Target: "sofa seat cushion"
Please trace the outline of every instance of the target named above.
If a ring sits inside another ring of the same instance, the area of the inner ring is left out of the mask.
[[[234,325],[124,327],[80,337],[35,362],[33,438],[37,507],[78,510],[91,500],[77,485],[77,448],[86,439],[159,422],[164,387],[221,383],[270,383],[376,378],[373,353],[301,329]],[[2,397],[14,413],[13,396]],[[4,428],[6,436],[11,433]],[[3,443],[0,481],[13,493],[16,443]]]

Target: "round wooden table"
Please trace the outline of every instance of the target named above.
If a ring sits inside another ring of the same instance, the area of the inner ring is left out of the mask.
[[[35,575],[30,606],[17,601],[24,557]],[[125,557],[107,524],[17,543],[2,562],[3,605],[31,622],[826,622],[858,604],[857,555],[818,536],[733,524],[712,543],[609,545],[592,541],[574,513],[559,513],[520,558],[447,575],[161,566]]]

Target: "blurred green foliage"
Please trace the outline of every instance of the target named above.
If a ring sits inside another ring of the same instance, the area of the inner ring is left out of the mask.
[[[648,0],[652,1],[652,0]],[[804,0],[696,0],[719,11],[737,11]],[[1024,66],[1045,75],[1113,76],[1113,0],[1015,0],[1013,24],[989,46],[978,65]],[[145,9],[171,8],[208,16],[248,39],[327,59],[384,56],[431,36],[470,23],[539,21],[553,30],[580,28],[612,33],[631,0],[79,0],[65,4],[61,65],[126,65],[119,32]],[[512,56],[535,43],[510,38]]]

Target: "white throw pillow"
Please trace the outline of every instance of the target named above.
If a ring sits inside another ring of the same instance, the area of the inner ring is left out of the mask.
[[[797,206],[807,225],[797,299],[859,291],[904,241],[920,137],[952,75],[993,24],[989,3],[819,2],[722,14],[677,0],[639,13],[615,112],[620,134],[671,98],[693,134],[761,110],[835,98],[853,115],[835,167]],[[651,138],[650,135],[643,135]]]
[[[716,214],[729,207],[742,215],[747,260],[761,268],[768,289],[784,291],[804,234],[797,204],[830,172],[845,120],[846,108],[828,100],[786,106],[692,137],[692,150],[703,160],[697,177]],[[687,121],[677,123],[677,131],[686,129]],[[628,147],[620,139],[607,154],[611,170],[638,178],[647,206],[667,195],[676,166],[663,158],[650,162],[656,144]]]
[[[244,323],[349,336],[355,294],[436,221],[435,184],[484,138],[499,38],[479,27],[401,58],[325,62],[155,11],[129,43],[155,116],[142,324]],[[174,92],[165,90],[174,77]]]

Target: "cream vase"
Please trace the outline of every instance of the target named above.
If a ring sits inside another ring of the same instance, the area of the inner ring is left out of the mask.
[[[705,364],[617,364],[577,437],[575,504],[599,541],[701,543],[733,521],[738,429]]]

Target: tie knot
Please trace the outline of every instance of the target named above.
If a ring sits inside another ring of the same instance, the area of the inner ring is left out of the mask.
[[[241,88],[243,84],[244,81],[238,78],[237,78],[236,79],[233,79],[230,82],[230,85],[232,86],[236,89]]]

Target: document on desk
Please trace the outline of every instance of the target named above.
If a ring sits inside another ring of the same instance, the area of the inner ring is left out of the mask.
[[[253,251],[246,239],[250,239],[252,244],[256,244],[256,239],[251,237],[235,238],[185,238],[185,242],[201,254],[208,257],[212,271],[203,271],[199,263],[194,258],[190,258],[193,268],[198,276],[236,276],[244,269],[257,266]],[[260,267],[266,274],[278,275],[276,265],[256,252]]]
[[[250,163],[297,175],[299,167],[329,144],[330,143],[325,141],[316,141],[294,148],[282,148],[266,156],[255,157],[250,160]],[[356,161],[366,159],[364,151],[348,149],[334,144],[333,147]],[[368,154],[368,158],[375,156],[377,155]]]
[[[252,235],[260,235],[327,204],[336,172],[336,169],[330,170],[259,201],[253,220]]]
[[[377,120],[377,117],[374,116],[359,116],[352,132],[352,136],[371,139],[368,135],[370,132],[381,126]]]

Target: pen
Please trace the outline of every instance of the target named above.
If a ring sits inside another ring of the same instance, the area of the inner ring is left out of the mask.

******

Rewrite all the records with every "outline" changed to "boundary", keeping everything else the same.

Target: "sofa seat cushion"
Please trace the boundary of every instance of the target named above.
If a ring sits inside another ring of the same instance, the area of the inner ring is left out of the mask.
[[[234,325],[124,327],[80,337],[35,362],[33,438],[37,507],[78,510],[91,500],[77,485],[77,448],[86,439],[159,422],[164,387],[221,383],[270,383],[376,378],[373,353],[301,329]],[[2,397],[14,413],[13,396]],[[4,428],[6,436],[11,433]],[[3,443],[0,481],[13,493],[16,443]]]

Target: "round wooden table"
Please trace the boundary of every instance of the target named above.
If a ring sits inside another ring of the same instance, the area of the inner ring is left out of the mask.
[[[35,575],[30,606],[17,601],[24,557]],[[125,557],[107,524],[17,543],[2,562],[3,605],[31,622],[826,622],[858,604],[857,555],[818,536],[733,524],[712,543],[609,545],[592,541],[574,513],[559,513],[520,558],[447,575],[161,566]]]

Target: "blurred green foliage"
Please trace the boundary of every instance of the target named above.
If a ring sits inside another ring of the same instance, the area of the inner ring is left out of the mask.
[[[648,0],[652,1],[652,0]],[[804,0],[696,0],[719,11],[737,11]],[[1024,66],[1045,75],[1113,76],[1113,0],[1015,0],[1013,24],[989,46],[978,65]],[[145,9],[171,8],[208,16],[248,39],[327,59],[384,56],[431,36],[470,23],[539,21],[553,30],[580,28],[612,33],[631,0],[79,0],[65,4],[61,65],[126,65],[119,32]],[[512,56],[535,43],[510,38]]]

Target: "white throw pillow"
Please trace the boundary of every instance of the target named above.
If a ring sits inside another ring of the same instance, the area of the inner ring is left out of the mask.
[[[797,206],[807,225],[797,299],[859,291],[904,241],[920,137],[952,75],[993,24],[989,3],[819,2],[722,14],[677,0],[639,13],[615,112],[620,134],[671,98],[693,134],[761,110],[835,98],[853,115],[835,167]],[[651,138],[650,135],[643,135]]]
[[[716,214],[729,207],[742,215],[747,260],[761,268],[768,289],[784,291],[804,234],[797,204],[830,172],[845,120],[846,108],[828,100],[786,106],[692,137],[692,150],[703,160],[697,177]],[[687,121],[677,123],[677,131],[686,129]],[[628,147],[620,139],[607,154],[611,170],[638,178],[647,206],[667,195],[676,166],[663,158],[650,162],[656,144]]]
[[[244,323],[349,336],[355,294],[436,221],[435,184],[484,138],[499,38],[479,27],[401,58],[325,62],[155,11],[129,43],[155,116],[142,324]],[[174,92],[165,90],[174,77]]]

Target: "cream vase"
Please trace the boundary of every instance of the target named above.
If a ring sits inside another ring of the same instance, the area of the inner ring is left out of the mask.
[[[705,364],[617,364],[577,437],[575,504],[599,541],[701,543],[733,521],[738,429]]]

Target: tie knot
Please trace the boundary of every instance of the target named above.
If a ring sits inside another ring of the same instance, the area of the inner ring is left out of the mask.
[[[241,88],[243,84],[244,81],[238,78],[237,78],[236,79],[233,79],[230,82],[230,85],[232,86],[236,89]]]

Target: document on desk
Please trace the boundary of every instance of the target named above.
If a ring sits inside another ring of the same instance, the area of the inner ring is left out of the mask.
[[[253,251],[246,239],[250,239],[252,244],[256,244],[256,239],[251,237],[235,238],[185,238],[185,242],[201,254],[208,257],[212,271],[203,271],[199,263],[194,258],[190,258],[193,268],[198,276],[236,276],[244,269],[257,266]],[[260,267],[266,274],[278,275],[276,265],[256,252]]]
[[[250,163],[297,175],[299,167],[329,144],[330,143],[325,141],[316,141],[294,148],[282,148],[266,156],[255,157],[250,160]],[[356,161],[366,159],[364,151],[348,149],[334,144],[333,147]],[[368,154],[368,158],[375,156],[377,155]]]
[[[252,235],[260,235],[327,204],[336,172],[336,169],[330,170],[259,201],[253,220]]]
[[[377,120],[377,117],[374,116],[359,116],[352,132],[352,136],[371,139],[368,135],[370,132],[381,126]]]

Target: pen
Please trace the boundary of every instance of the target named above.
If a ring sits inside another ring of the same instance, the area of the inner ring is left out of the mask.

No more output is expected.